**Required work:**
Up to and including the line that contains "box: [152, 302, 220, 409]", write out every line of the entries exactly, beginning with the first. Omit the pictures.

**Records for the exercise:**

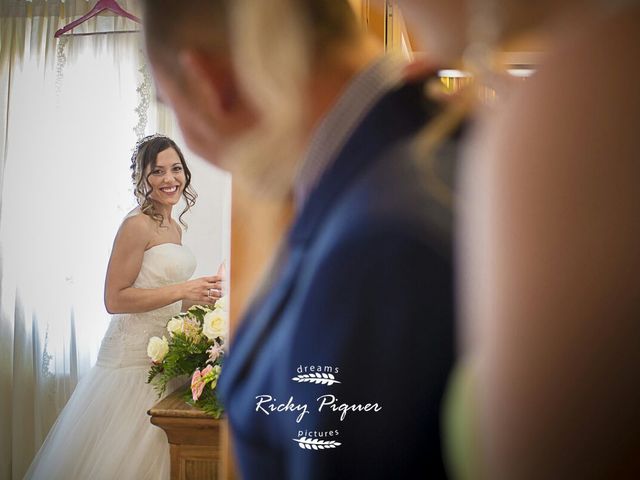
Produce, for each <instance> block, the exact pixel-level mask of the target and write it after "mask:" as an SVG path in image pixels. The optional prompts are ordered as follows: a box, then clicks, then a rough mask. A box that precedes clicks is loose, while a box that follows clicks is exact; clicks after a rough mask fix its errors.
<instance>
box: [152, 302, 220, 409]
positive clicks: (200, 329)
mask: <svg viewBox="0 0 640 480" xmlns="http://www.w3.org/2000/svg"><path fill="white" fill-rule="evenodd" d="M227 318H228V314H227V307H226V297H222V298H220V299H219V300H218V301H217V302H216V304H215V305H214V306H213V308H211V307H209V306H206V305H194V306H192V307H191V308H189V310H187V311H186V312H183V313H180V314H178V315H176V316H174V317H172V318H171V320H169V323H167V332H168V333H169V338H168V339H167V337H166V336H163V337H162V338H160V337H151V338H150V339H149V344H148V345H147V355H149V357H150V358H151V361H152V362H153V364H152V366H151V368H150V369H149V377H148V379H147V383H151V384H152V385H154V387H155V389H156V391H157V392H158V397H160V396H162V394H163V393H164V392H165V391H166V389H167V384H168V383H169V381H171V380H172V379H174V378H179V377H182V376H185V375H189V376H191V388H190V389H187V390H186V391H185V400H186V401H187V403H189V404H191V405H194V406H196V407H198V408H201V409H202V410H204V411H205V412H206V413H208V414H209V415H211V416H212V417H214V418H220V416H221V415H222V412H223V407H222V405H221V404H220V402H219V401H218V398H217V396H216V390H215V388H216V385H217V383H218V377H219V376H220V371H221V369H222V364H223V361H224V343H225V339H226V338H227V324H228V322H227Z"/></svg>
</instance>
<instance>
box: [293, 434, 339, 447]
mask: <svg viewBox="0 0 640 480" xmlns="http://www.w3.org/2000/svg"><path fill="white" fill-rule="evenodd" d="M293 441H294V442H298V446H299V447H300V448H302V449H303V450H304V449H306V450H324V449H326V448H336V447H339V446H340V445H342V444H341V443H340V442H336V441H335V440H320V439H319V438H307V437H302V438H294V439H293Z"/></svg>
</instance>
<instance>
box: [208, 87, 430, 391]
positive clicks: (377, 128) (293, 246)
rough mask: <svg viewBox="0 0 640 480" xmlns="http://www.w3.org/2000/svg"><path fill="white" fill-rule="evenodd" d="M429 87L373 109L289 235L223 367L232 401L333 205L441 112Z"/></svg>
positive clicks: (334, 166) (242, 326)
mask: <svg viewBox="0 0 640 480" xmlns="http://www.w3.org/2000/svg"><path fill="white" fill-rule="evenodd" d="M423 89H424V84H423V83H420V84H411V85H406V86H404V87H401V88H400V89H398V90H394V91H392V92H390V93H388V94H387V95H385V96H384V97H383V98H382V99H381V100H380V101H379V102H378V104H376V106H374V108H373V109H372V110H371V112H370V113H369V114H368V115H367V116H366V117H365V119H364V121H363V122H362V123H361V124H360V126H359V127H358V128H357V129H356V131H355V132H354V134H353V135H352V136H351V138H350V139H349V141H348V142H347V143H346V145H345V147H344V148H343V149H342V151H341V152H340V154H339V156H338V158H337V159H336V160H335V162H334V163H333V165H332V166H331V168H330V169H329V170H328V171H327V172H326V173H325V174H324V175H323V177H322V178H321V179H320V182H319V183H318V186H317V187H316V188H315V190H314V191H313V192H312V193H311V196H310V197H309V199H308V200H307V203H306V204H305V206H304V208H303V210H302V212H301V213H300V215H299V216H298V219H297V220H296V221H295V223H294V225H293V227H292V228H291V230H290V232H289V236H288V241H287V246H285V247H284V248H286V250H285V252H284V258H283V262H282V265H281V267H280V268H279V269H278V268H276V269H275V270H276V272H275V277H276V280H275V282H273V284H272V288H270V289H266V290H268V291H267V293H266V294H265V295H264V296H263V297H261V298H258V299H256V301H255V302H254V304H253V305H252V306H251V308H250V310H249V313H248V314H247V315H246V317H245V318H244V319H243V322H242V325H241V327H240V329H239V330H238V333H237V334H236V341H235V343H234V344H233V346H232V349H231V355H232V360H231V359H230V360H229V361H228V362H227V364H225V368H224V369H223V374H222V377H221V378H220V383H219V389H220V392H221V393H222V396H223V397H227V394H228V392H229V390H230V389H231V388H232V387H233V384H234V383H236V382H238V381H240V380H241V379H242V378H244V377H245V375H246V374H247V372H248V370H249V369H250V367H251V364H252V362H253V360H254V359H255V357H256V356H257V354H258V353H259V350H260V348H261V346H262V345H263V344H264V341H265V339H266V338H267V337H268V335H269V332H271V331H272V329H273V327H274V325H275V323H276V322H277V320H278V319H279V318H280V316H281V313H282V310H283V308H284V307H285V306H286V304H287V301H288V299H289V297H290V295H291V292H292V291H293V288H294V286H295V283H296V282H295V280H296V277H297V274H298V272H299V270H300V266H301V264H302V260H303V258H304V254H305V252H306V247H307V245H308V243H309V240H310V239H311V238H312V237H313V234H314V232H315V231H316V229H317V228H318V227H319V226H320V225H321V224H322V221H323V220H324V218H325V217H326V216H327V214H328V213H329V212H330V211H331V207H332V206H333V204H334V202H335V201H336V199H337V198H338V196H339V194H340V193H341V192H342V191H344V190H345V189H346V188H347V186H348V185H349V184H350V182H351V181H353V179H354V178H355V177H356V176H357V175H358V174H359V173H360V172H363V171H365V170H366V169H367V168H368V167H369V166H370V164H372V163H374V162H375V161H376V160H378V159H380V157H382V155H381V153H382V152H383V151H384V150H385V149H386V148H387V147H389V146H392V145H394V144H395V143H397V142H398V141H401V140H402V139H403V138H405V137H408V136H410V135H411V134H413V133H415V132H417V131H418V130H419V129H420V127H421V126H422V125H424V123H425V121H427V120H428V118H429V116H432V115H433V114H434V112H435V111H436V109H435V108H434V105H433V104H428V102H427V100H425V97H424V94H423Z"/></svg>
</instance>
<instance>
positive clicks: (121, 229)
mask: <svg viewBox="0 0 640 480" xmlns="http://www.w3.org/2000/svg"><path fill="white" fill-rule="evenodd" d="M154 223H155V222H154V220H153V219H151V218H149V216H148V215H145V214H144V213H134V214H133V215H129V216H127V218H125V219H124V220H123V221H122V224H121V225H120V228H119V230H118V235H117V238H121V239H127V240H131V239H135V240H137V241H136V243H142V242H144V243H145V244H147V243H149V241H150V240H151V238H152V237H153V235H154V232H155V230H154Z"/></svg>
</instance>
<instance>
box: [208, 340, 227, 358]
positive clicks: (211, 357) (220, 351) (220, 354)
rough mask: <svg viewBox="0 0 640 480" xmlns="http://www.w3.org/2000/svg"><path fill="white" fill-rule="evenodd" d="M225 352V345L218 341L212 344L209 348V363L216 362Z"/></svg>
mask: <svg viewBox="0 0 640 480" xmlns="http://www.w3.org/2000/svg"><path fill="white" fill-rule="evenodd" d="M223 352H224V347H223V346H222V345H218V344H217V343H215V344H213V345H211V346H210V347H209V349H208V350H207V353H208V354H209V360H207V363H213V362H215V361H216V360H217V359H218V357H220V355H222V353H223Z"/></svg>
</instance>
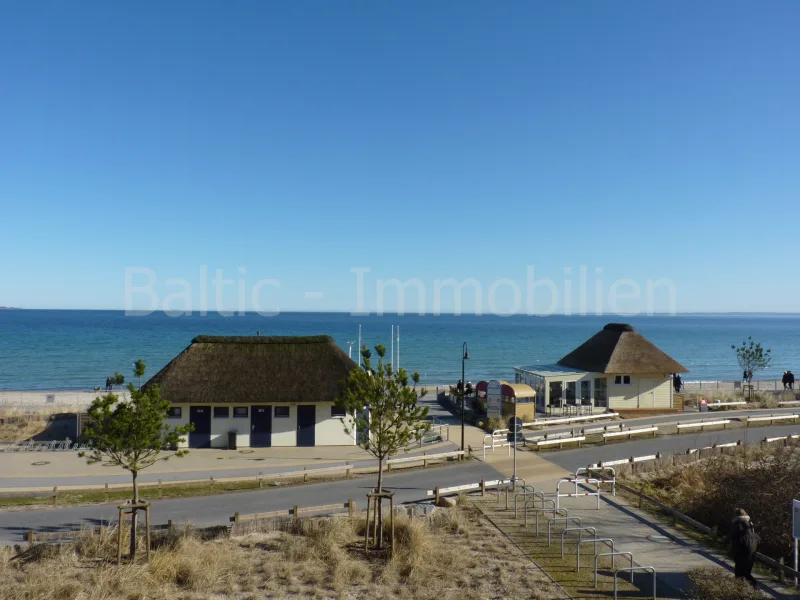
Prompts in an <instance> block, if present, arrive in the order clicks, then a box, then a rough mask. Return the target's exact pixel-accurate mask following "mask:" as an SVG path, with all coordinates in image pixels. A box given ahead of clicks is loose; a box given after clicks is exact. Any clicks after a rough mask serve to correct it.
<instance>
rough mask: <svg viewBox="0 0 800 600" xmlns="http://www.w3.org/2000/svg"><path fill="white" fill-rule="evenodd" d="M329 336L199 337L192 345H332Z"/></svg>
mask: <svg viewBox="0 0 800 600" xmlns="http://www.w3.org/2000/svg"><path fill="white" fill-rule="evenodd" d="M330 343H333V338H332V337H331V336H329V335H294V336H293V335H250V336H245V335H198V336H195V338H194V339H193V340H192V344H330Z"/></svg>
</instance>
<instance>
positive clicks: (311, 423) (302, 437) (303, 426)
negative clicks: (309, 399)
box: [297, 404, 317, 446]
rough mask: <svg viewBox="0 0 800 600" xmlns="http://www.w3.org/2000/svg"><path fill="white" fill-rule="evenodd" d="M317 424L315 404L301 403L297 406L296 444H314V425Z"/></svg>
mask: <svg viewBox="0 0 800 600" xmlns="http://www.w3.org/2000/svg"><path fill="white" fill-rule="evenodd" d="M316 424H317V406H316V405H315V404H301V405H299V406H298V407H297V445H298V446H313V445H314V427H315V426H316Z"/></svg>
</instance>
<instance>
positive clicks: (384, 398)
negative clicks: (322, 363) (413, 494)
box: [336, 345, 431, 544]
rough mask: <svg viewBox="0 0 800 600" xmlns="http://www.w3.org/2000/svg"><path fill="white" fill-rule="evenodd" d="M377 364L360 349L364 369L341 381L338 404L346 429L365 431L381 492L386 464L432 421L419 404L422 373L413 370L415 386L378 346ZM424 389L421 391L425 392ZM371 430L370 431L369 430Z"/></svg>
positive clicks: (385, 349) (368, 447)
mask: <svg viewBox="0 0 800 600" xmlns="http://www.w3.org/2000/svg"><path fill="white" fill-rule="evenodd" d="M375 351H376V352H377V354H378V366H377V368H373V367H372V364H371V360H370V359H371V357H372V353H371V352H370V351H369V349H367V347H366V346H364V347H363V348H362V349H361V356H362V358H363V361H362V362H363V369H353V370H352V371H350V373H349V375H348V376H347V378H346V379H345V380H344V382H342V390H341V393H340V395H339V398H338V399H337V401H336V404H337V405H338V406H340V407H341V408H343V409H344V410H345V412H346V413H347V414H348V415H353V422H352V423H348V422H347V420H345V431H347V432H348V433H350V434H353V433H354V432H363V435H362V437H361V439H360V440H359V445H360V446H361V447H363V448H364V449H365V450H366V451H367V452H369V453H370V454H371V455H372V456H374V457H375V458H377V459H378V487H377V490H378V493H380V492H382V491H383V463H384V461H385V460H386V459H387V458H388V457H390V456H391V455H393V454H395V453H396V452H398V451H399V450H401V449H403V448H405V447H406V446H408V445H409V444H412V443H414V442H418V441H419V440H420V439H421V438H422V436H423V435H424V434H425V432H426V431H428V430H430V427H431V426H430V423H428V422H426V421H425V418H426V417H427V416H428V409H427V407H422V408H421V407H419V406H417V384H418V383H419V373H416V372H415V373H413V374H412V376H411V379H412V381H413V386H411V387H410V386H409V378H408V374H407V373H406V371H405V369H399V370H397V371H395V370H394V369H393V368H392V365H391V364H389V363H387V364H384V362H383V358H384V356H385V355H386V347H385V346H383V345H378V346H375ZM424 393H425V391H424V390H422V394H424ZM367 432H368V433H367ZM382 516H383V515H382V510H381V504H380V503H379V504H378V523H379V525H378V530H379V531H378V544H380V543H381V540H382V539H383V522H382Z"/></svg>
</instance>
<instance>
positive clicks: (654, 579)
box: [614, 567, 656, 600]
mask: <svg viewBox="0 0 800 600" xmlns="http://www.w3.org/2000/svg"><path fill="white" fill-rule="evenodd" d="M620 571H630V573H631V576H633V572H634V571H649V572H651V573H652V574H653V600H656V570H655V568H653V567H623V568H620V569H617V570H616V571H614V600H617V575H618V574H619V572H620Z"/></svg>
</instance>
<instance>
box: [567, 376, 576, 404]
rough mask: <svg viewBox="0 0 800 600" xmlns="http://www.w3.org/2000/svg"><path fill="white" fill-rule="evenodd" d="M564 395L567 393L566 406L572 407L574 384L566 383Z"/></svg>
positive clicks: (570, 383) (573, 381) (574, 384)
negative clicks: (565, 392) (565, 387)
mask: <svg viewBox="0 0 800 600" xmlns="http://www.w3.org/2000/svg"><path fill="white" fill-rule="evenodd" d="M566 393H567V404H570V405H574V404H575V382H574V381H568V382H567V385H566Z"/></svg>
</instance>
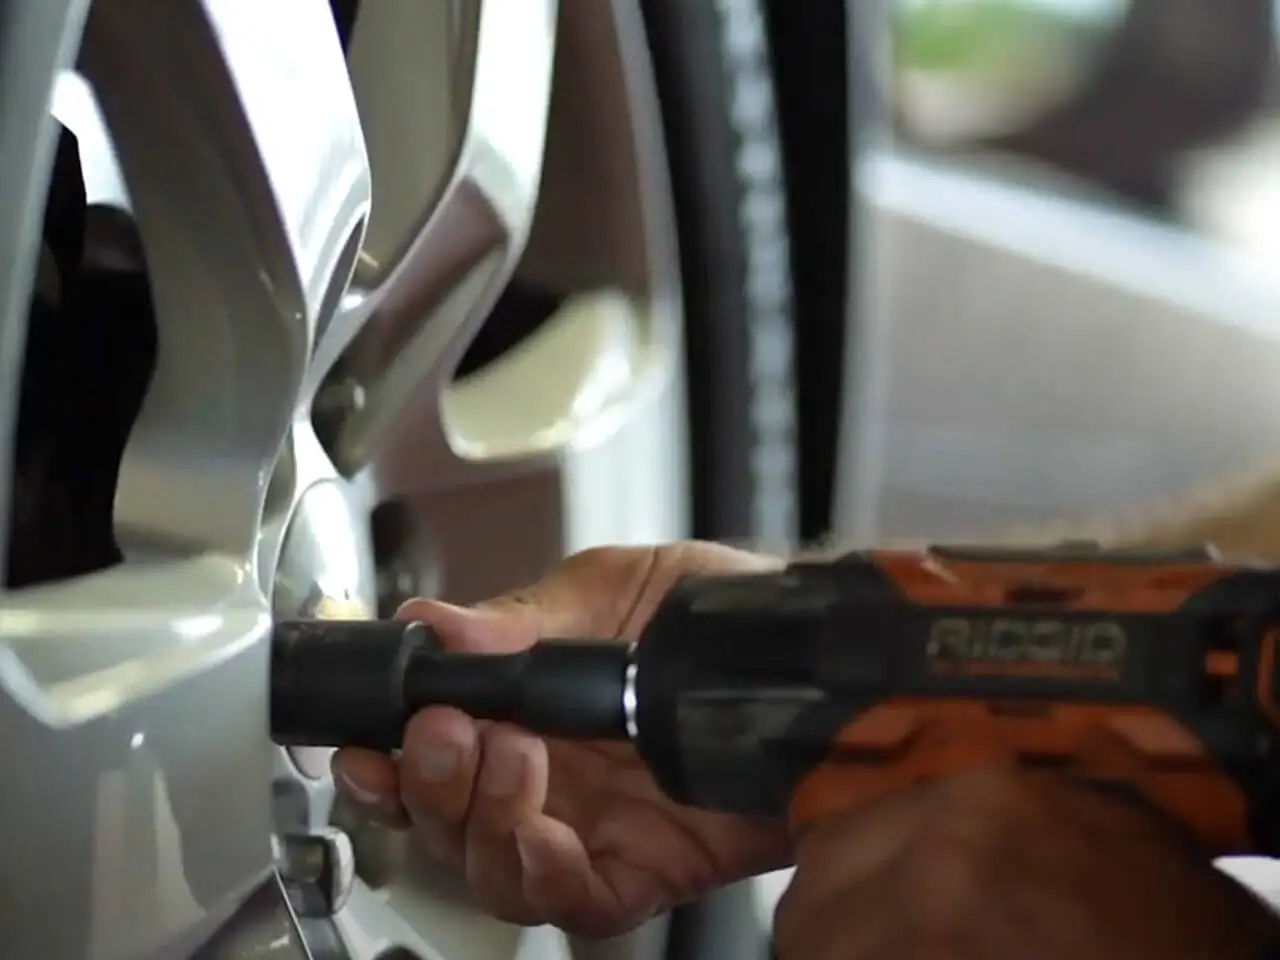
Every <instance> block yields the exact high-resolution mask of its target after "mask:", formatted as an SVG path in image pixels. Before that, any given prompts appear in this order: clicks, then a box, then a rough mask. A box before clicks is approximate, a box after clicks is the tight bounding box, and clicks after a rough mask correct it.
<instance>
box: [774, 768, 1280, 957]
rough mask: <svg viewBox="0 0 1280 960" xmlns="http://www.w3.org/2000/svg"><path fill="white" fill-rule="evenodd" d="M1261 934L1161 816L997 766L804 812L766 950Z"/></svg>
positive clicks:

**Solution to the exercise:**
Produce, for each <instance> block, the exact pixel-level mask of the target and write it after "mask:" as an SVG path in image pixels. The optional prompts are ordered as follows: a box, then clicks, then a rough mask. A box that precedes clicks is loose, while a box that follows clicks is exact; clicks after a rough mask fix its errors.
<instance>
box: [152, 302, 220, 409]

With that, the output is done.